WHAT IS EXPECTED: Rewrite the records below with "cursor" substituted for every "pointer", leaving everything else unchanged.

== EXTRACTED INFORMATION ==

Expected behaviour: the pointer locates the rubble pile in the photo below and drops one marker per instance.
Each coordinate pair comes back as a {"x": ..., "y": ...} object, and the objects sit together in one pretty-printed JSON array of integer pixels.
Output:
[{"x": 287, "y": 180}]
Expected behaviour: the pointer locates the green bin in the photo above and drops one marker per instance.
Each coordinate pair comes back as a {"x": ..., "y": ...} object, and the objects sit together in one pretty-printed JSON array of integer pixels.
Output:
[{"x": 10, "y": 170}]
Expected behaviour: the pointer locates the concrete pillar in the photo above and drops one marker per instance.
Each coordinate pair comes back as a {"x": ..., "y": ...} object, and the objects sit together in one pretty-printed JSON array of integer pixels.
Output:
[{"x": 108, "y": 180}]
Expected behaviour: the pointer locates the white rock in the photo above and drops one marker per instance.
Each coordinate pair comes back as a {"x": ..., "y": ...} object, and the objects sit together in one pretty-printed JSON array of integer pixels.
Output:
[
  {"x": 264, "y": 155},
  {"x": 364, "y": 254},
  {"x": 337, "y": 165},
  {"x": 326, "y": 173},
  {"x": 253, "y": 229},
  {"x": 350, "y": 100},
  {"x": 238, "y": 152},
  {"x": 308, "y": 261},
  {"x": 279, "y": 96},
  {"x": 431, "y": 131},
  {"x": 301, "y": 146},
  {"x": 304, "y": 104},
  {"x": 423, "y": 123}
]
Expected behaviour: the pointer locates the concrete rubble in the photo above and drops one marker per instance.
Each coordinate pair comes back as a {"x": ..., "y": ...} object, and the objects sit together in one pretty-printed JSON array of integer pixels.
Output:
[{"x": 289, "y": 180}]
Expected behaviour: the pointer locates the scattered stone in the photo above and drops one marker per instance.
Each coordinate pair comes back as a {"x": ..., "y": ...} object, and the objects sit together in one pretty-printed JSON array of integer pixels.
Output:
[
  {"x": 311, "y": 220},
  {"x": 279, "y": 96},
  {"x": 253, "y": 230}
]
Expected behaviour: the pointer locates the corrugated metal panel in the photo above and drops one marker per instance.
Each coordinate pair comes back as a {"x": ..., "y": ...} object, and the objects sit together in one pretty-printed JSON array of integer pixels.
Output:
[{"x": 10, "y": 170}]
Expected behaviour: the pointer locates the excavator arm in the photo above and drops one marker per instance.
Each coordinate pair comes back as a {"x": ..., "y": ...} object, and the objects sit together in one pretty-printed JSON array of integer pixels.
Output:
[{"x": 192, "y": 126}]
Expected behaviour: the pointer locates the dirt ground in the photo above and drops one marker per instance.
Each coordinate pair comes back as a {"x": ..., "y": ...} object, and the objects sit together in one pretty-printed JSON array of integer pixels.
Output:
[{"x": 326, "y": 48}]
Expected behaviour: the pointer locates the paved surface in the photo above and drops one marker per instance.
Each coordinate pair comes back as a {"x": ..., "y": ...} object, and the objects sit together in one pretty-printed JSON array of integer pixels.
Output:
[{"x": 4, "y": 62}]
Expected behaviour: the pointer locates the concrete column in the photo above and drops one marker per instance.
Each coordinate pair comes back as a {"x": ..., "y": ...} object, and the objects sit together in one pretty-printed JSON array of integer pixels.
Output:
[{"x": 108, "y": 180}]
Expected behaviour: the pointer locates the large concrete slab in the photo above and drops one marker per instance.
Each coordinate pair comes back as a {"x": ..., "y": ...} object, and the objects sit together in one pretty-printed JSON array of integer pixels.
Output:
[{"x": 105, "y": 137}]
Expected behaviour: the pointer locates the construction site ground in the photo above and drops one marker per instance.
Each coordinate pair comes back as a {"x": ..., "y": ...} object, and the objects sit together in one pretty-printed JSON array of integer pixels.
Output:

===

THE REPLY:
Expected behaviour: the cursor locates the rubble pile in the photo below and drops one marker per instance.
Each coordinate pair comes back as a {"x": ..., "y": ...} object, and the objects sit together in one pretty-printed JSON array of integer pixels.
Output:
[{"x": 287, "y": 180}]
Expected behaviour: the cursor locates the green bin in the photo above and drops one marker per instance.
Each coordinate pair comes back as a {"x": ..., "y": ...} object, and the objects sit together in one pretty-printed JSON array of integer pixels.
Output:
[{"x": 10, "y": 170}]
Expected behaviour: the cursor locates the concrete pillar in the photo above and drops one marker per instance.
Each coordinate pair comes back as a {"x": ..., "y": ...} object, and the objects sit together in one pretty-printed JSON array of integer pixels.
Output:
[{"x": 108, "y": 180}]
Expected behaviour: the cursor locates the white rock in the photo above and drops one marker per instance.
Each coordinate pair comes back as a {"x": ..., "y": ...} object, and the objects sit together in one pretty-printed JSON array of integer pixels.
Output:
[
  {"x": 264, "y": 155},
  {"x": 364, "y": 254},
  {"x": 337, "y": 165},
  {"x": 326, "y": 173},
  {"x": 253, "y": 229},
  {"x": 350, "y": 100},
  {"x": 238, "y": 152},
  {"x": 308, "y": 261},
  {"x": 279, "y": 96},
  {"x": 431, "y": 131},
  {"x": 301, "y": 146},
  {"x": 304, "y": 104},
  {"x": 423, "y": 123}
]
Expected behaviour: the cursor locates the concrete rubble in the photo above and drops one marker per instance.
Each coordinate pair comes back as a {"x": ..., "y": ...} object, and the objects sit together in one pretty-printed JSON array of integer pixels.
Output:
[{"x": 289, "y": 180}]
Expected behaviour: the cursor locates the scattered stone in the photo above and drops one marker per instance.
Each coordinate pair comes back as a {"x": ..., "y": ...} object, and the objects sit together in one pretty-printed JSON array of integer pixels.
Output:
[
  {"x": 311, "y": 220},
  {"x": 279, "y": 96},
  {"x": 253, "y": 230}
]
Expected behaviour: the cursor locates the corrugated metal panel in the photo above and drops one marker per instance.
Each coordinate pair comes back as a {"x": ..., "y": ...} object, and the objects sit together in one pretty-printed JSON array of integer pixels.
Output:
[{"x": 10, "y": 170}]
Expected behaviour: the cursor locates the excavator arm in the photo above and drops one marker per instance.
Each coordinate pair comes back as a {"x": ..., "y": ...} object, and the objects sit together in one pretty-printed JSON array of integer pixels.
Output:
[{"x": 192, "y": 126}]
Expected behaviour: the cursor locates the dirt ground in the photo above and drops one marker per instance.
Each coordinate pair comes back as a {"x": ..., "y": ...} object, and the objects sit together in one pretty-printed JSON array of integer pixels.
Output:
[{"x": 326, "y": 48}]
Expected behaviour: the cursor locates the paved surface in the photo above and drops one marker per instance.
Each coordinate pair comes back as a {"x": ..., "y": ...} object, and the objects sit together in one pretty-printed JSON array of integer pixels.
Output:
[{"x": 4, "y": 62}]
Expected behaviour: the cursor locates the concrete column in the photo above and drops one marker per instance.
Each coordinate pair comes back as a {"x": ..., "y": ...} object, and the objects sit together in one pretty-printed JSON array of integer pixels.
Output:
[{"x": 108, "y": 180}]
Expected behaviour: the cursor locates the large concrete slab in the photo above and drops one marker per instance.
Each coordinate pair comes back as a {"x": ..., "y": ...} object, and the objects sit together in one pretty-printed JSON array of integer pixels.
Output:
[{"x": 105, "y": 137}]
Expected behaviour: the cursor locates the construction site ground in the photo above and drops one marker per instance.
Each coordinate pair comes back as a {"x": ..., "y": ...} object, and the objects sit together in one pretty-printed JSON array of integer pixels.
Output:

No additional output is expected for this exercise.